# What the task requires
In your reply, reproduce the lines from the first one below to the line containing "positive clicks: (56, 34) (60, 31)", inclusive, exactly as they stand.

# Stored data
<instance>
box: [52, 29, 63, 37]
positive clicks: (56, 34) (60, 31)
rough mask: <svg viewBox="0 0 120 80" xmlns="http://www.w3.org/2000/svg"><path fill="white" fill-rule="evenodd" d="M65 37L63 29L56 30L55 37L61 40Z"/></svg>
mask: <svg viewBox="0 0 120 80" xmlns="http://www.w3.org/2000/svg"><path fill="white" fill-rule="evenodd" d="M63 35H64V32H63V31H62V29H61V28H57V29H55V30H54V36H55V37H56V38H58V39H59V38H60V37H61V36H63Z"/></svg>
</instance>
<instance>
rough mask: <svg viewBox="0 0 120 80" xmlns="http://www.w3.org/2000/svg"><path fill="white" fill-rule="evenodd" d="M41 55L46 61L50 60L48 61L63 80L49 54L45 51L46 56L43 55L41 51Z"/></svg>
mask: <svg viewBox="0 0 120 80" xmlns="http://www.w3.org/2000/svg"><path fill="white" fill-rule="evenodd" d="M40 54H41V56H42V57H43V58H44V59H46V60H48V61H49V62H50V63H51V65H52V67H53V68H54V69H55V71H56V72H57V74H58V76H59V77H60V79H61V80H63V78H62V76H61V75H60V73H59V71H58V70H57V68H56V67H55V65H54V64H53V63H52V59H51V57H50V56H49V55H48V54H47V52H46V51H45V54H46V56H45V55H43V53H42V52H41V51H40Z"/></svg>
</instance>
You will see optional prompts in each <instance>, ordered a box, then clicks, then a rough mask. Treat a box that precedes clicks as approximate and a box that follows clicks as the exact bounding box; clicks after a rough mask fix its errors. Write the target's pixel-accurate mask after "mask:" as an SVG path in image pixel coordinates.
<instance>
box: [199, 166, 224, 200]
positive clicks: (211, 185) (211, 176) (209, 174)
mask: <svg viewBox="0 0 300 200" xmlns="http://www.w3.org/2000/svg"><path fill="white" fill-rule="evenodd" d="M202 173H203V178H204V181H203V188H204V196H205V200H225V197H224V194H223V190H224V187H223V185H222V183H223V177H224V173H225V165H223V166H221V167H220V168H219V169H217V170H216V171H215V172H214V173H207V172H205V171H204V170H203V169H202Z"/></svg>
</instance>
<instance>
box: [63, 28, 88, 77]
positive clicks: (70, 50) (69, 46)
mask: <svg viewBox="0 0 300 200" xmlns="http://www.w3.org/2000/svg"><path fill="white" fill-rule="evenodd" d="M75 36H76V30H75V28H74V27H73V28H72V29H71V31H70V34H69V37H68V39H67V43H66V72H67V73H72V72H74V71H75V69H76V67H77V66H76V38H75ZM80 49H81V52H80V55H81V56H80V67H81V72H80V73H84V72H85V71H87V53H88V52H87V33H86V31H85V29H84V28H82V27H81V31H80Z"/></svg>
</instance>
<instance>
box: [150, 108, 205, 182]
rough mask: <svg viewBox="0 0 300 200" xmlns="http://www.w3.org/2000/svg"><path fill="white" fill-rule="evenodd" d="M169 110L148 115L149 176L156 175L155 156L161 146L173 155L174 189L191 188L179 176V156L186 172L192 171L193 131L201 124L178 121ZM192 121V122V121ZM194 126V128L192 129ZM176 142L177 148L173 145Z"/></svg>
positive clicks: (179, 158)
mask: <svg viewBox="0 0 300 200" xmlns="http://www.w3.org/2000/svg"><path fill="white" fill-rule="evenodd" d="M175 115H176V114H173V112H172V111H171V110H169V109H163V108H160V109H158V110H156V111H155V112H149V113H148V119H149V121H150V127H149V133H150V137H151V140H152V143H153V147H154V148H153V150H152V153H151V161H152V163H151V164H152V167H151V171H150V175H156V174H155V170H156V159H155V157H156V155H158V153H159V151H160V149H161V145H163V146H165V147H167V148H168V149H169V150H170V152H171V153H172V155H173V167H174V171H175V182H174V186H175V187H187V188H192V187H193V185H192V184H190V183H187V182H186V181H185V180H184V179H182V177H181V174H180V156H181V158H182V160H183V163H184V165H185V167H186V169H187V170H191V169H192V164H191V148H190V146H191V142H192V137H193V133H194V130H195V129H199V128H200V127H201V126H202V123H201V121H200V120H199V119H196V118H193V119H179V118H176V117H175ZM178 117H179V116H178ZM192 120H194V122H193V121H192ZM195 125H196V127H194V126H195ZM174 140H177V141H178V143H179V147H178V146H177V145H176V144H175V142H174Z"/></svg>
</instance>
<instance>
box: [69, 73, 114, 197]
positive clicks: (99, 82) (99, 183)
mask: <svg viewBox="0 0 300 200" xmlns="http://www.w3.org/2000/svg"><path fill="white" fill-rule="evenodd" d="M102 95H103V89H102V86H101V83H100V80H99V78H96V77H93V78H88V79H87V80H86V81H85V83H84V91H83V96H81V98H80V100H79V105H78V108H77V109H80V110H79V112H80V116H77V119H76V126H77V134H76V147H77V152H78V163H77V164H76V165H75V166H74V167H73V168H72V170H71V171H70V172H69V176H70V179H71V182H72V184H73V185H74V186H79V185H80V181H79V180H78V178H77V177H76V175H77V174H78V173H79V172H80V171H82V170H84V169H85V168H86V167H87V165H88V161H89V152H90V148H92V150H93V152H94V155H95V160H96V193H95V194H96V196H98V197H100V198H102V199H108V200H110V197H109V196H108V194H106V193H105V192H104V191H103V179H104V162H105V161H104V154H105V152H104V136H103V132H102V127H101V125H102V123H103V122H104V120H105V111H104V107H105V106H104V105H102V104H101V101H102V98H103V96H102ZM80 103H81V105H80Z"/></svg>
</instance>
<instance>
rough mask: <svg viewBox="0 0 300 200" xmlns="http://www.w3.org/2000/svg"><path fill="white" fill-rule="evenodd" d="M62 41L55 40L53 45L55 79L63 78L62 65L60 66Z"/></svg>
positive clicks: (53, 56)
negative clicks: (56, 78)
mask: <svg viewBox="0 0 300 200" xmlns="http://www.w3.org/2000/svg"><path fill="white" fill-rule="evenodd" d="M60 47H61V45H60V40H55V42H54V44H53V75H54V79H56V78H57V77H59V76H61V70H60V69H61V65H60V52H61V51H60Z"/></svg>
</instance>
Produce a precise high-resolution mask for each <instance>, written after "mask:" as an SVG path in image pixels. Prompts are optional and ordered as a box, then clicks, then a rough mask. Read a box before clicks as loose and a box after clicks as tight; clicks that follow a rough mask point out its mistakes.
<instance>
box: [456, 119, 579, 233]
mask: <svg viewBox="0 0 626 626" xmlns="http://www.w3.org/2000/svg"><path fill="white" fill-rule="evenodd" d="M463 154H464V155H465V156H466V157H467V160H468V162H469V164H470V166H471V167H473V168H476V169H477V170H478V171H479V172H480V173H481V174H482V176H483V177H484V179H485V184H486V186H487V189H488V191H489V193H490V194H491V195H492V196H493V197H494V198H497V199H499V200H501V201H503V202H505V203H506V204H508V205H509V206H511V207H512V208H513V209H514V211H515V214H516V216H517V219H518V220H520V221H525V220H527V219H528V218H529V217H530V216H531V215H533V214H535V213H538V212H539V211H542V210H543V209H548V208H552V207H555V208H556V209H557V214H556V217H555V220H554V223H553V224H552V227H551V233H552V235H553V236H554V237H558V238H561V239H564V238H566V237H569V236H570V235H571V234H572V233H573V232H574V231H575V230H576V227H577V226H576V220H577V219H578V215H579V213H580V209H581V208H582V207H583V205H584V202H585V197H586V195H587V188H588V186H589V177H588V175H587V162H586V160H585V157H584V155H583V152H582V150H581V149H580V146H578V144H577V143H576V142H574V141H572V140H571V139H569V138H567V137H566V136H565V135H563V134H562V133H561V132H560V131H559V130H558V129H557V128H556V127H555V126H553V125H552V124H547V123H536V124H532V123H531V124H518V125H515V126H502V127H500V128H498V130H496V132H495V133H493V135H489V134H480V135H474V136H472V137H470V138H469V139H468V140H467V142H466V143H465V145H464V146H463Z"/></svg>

# Written answer
<instance>
box: [52, 29, 63, 37]
positive clicks: (56, 34) (60, 31)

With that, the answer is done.